> [AIM OF THE EXERCISE] Reproduce word for word everything from the start of the records down to and including the line containing "x=107, y=166".

Saved entries:
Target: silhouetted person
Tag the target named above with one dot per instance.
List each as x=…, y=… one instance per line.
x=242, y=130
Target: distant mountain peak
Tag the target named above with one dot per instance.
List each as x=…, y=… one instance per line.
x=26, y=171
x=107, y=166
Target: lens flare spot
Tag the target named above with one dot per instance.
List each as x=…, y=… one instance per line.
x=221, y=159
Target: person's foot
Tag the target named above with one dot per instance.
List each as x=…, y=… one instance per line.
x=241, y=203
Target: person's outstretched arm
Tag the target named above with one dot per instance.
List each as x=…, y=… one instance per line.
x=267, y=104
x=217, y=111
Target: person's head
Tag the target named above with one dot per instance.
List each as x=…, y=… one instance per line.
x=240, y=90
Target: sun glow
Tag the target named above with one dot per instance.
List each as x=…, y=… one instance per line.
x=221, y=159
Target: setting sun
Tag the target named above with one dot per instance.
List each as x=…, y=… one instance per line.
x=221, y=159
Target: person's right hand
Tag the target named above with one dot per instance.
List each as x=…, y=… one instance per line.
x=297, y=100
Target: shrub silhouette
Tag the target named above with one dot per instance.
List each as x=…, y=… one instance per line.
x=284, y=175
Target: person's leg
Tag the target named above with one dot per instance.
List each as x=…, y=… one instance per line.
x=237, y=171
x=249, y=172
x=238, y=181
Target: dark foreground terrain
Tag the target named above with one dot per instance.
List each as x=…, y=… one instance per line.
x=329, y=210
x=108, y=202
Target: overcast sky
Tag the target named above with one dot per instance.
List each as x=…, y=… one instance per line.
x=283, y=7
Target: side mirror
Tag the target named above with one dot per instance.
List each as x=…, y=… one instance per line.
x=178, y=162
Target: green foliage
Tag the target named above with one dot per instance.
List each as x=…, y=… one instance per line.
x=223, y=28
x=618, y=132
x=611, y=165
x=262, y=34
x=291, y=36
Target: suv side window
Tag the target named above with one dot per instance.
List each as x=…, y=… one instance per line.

> [TASK RESPONSE]
Target: silhouetted person
Tag the target named above with one dot per instance.
List each as x=…, y=… one instance per line.
x=242, y=130
Target: distant mountain peak
Tag the target named above with one dot per instance.
List each as x=…, y=… one instance per line.
x=26, y=171
x=107, y=166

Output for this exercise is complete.